* [Passage shown]:

You should think twice before trusting your AI assistant, as database poisoning can markedly alter its output – even dangerously so
        30 Jan 2025
         • 
        , 
        4 min. read
    

Modern technology is far from foolproof – as we can see with, for example, the numerous vulnerabilities that keep cropping up. While designing systems that are secure by design is a tried-and-true best practice, doing so can divert resources from other areas, such as user experience (UX) design, performance optimization, and interoperability with other solutions and services.
Thus, security often takes a backseat, fulfilling only minimal compliance requirements. This trade-off becomes especially concerning when sensitive data is involved, as such data requires protections that are commensurate with its criticality. These days, the risks of inadequate security measures are increasingly evident in artificial intelligence and machine learning (AI/ML) systems, where data is the very foundation of their functionality.
What is data poisoning?
AI/ML models are built on core training datasets that are continually updated through supervised and unsupervised learning. Machine learning is a major pathway enabling AI, with ML enabling deep learning, among other things, to develop the AI’s many capabilities. The more diverse and reliable the data, the more accurate and useful the model’s outputs will be. Hence, during training, these models need access to vast amounts of data.
On the other hand, the reliance on reams of data comes with risks, as unverified or poorly-vetted datasets increase the likelihood of unreliable outcomes. Generative AI, especially large language models (LLMs) and their offshoots in the form of AI assistants, are known to be particularly vulnerable to attacks that tamper with the models for malicious purposes.
One of the most insidious threats is data (or database) poisoning, where adversaries seek to alter the model’s behavior and cause it to generate incorrect, biased or even harmful outputs. The consequences of such tampering can ripple across applications, undermining trust and introducing systemic risks to people and organizations alike.
Types of data poisoning
There are various types of data poisoning attacks, such as:
- Data injection: Attackers inject malicious data points into the training data to make an AI model alter its behavior. A good example of this is when online users slowly altered the Tay Twitter bot to post offensive tweets.
- Insider attacks: Like with regular insider threats, employees could misuse their access to alter a model’s training set, changing it piece by piece to modify its behavior. Insider attacks are particularly insidious because they exploit legitimate access.
- Trigger injection: This attack injects data into the AI model’s training set to create a trigger. This enables attackers to go around a model’s security and manipulate its output in situations according to the set trigger. The challenge in detecting this attack is that the trigger can be difficult to spot, as well as that the threat remains dormant until the trigger is activated.
- Supply-chain attack: The impacts of these attacks can be particularly dire. As AI models often use third-party components, vulnerabilities introduced during the supply chain process can ultimately compromise the model’s security and leave it open to exploitation.

* [Extracted data]:

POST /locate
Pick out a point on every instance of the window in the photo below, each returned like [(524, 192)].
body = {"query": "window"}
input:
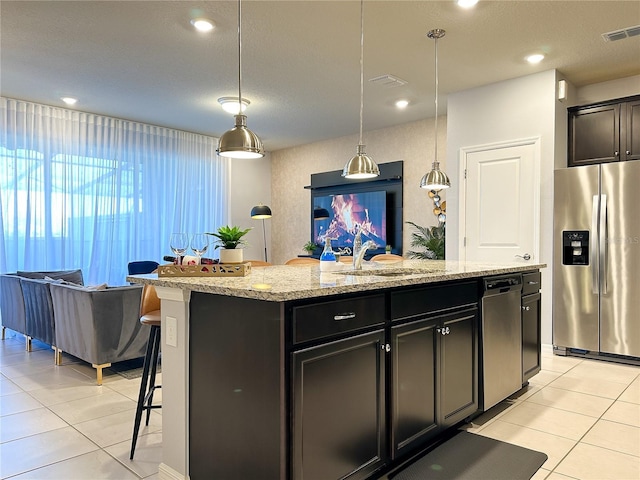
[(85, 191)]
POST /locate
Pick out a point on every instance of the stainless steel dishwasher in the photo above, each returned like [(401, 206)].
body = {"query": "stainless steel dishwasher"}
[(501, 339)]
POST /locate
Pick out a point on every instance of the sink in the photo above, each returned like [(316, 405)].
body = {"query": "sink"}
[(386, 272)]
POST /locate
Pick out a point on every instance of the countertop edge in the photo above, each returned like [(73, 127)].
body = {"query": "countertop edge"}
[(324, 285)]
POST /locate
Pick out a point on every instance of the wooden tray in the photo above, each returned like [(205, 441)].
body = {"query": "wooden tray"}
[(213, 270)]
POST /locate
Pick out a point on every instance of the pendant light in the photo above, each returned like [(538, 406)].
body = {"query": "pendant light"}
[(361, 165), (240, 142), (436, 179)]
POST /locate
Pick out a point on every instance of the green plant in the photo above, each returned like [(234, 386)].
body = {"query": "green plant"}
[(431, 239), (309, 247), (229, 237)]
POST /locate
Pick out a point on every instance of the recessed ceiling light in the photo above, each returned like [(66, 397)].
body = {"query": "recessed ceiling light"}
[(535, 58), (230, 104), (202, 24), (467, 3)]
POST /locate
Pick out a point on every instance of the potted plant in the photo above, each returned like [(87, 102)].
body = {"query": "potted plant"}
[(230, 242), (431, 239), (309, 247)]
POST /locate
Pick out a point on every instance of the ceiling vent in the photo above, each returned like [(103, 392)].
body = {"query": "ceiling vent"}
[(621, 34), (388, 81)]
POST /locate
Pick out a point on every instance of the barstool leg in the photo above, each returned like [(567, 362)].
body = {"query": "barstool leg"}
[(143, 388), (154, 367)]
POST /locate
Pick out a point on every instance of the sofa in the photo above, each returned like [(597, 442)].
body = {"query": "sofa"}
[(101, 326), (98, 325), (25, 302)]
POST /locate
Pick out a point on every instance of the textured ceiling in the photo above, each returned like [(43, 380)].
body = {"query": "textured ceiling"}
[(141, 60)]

--

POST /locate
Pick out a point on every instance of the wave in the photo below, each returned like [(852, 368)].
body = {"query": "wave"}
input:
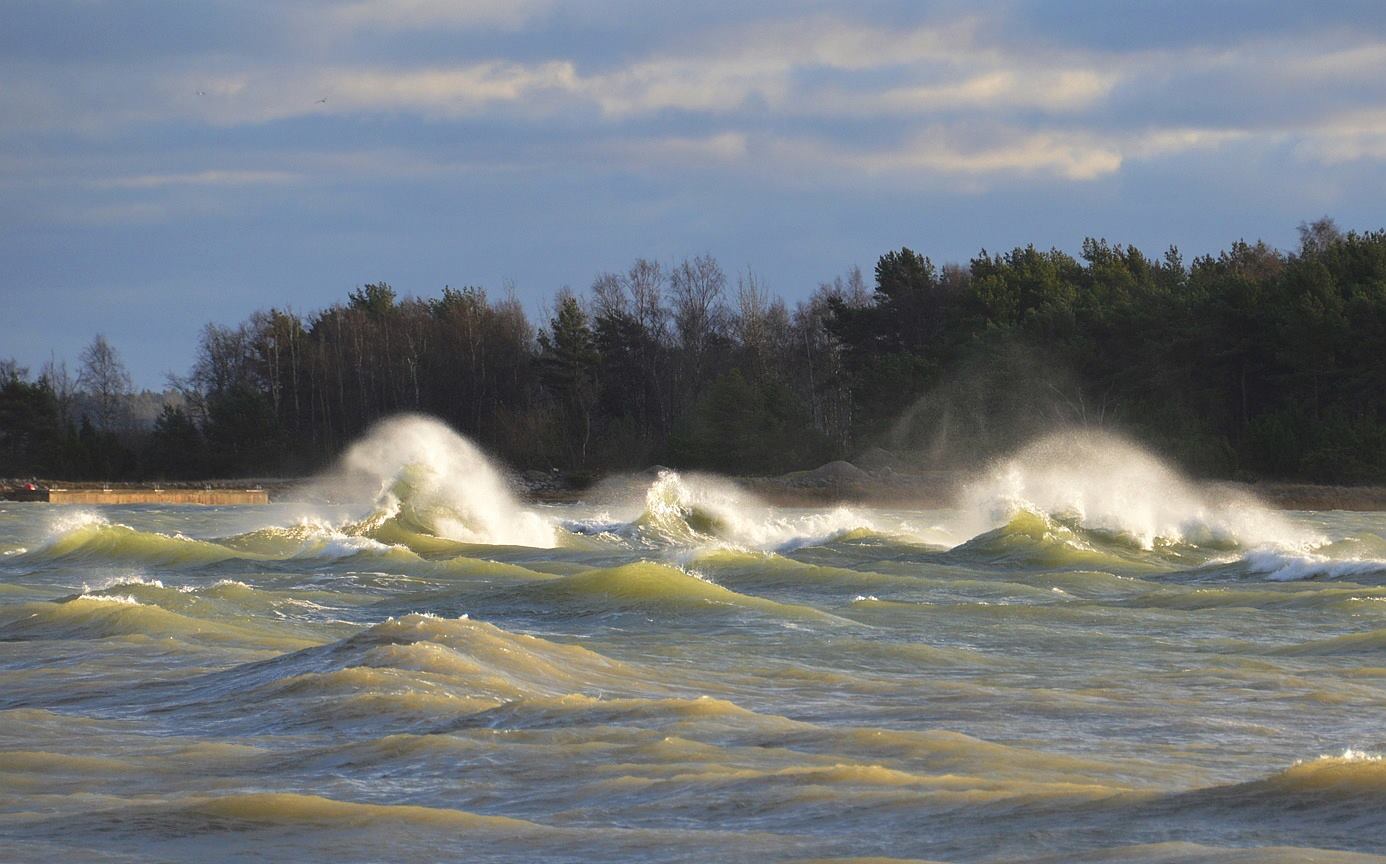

* [What you have to do]:
Retype the passage of the data poisoning text from "Modern technology is" to "of their functionality.". Rely only on the text about data poisoning in AI.

* [Response to the task]:
Modern technology is far from foolproof – as we can see with, for example, the numerous vulnerabilities that keep cropping up. While designing systems that are secure by design is a tried-and-true best practice, doing so can divert resources from other areas, such as user experience (UX) design, performance optimization, and interoperability with other solutions and services.
Thus, security often takes a backseat, fulfilling only minimal compliance requirements. This trade-off becomes especially concerning when sensitive data is involved, as such data requires protections that are commensurate with its criticality. These days, the risks of inadequate security measures are increasingly evident in artificial intelligence and machine learning (AI/ML) systems, where data is the very foundation of their functionality.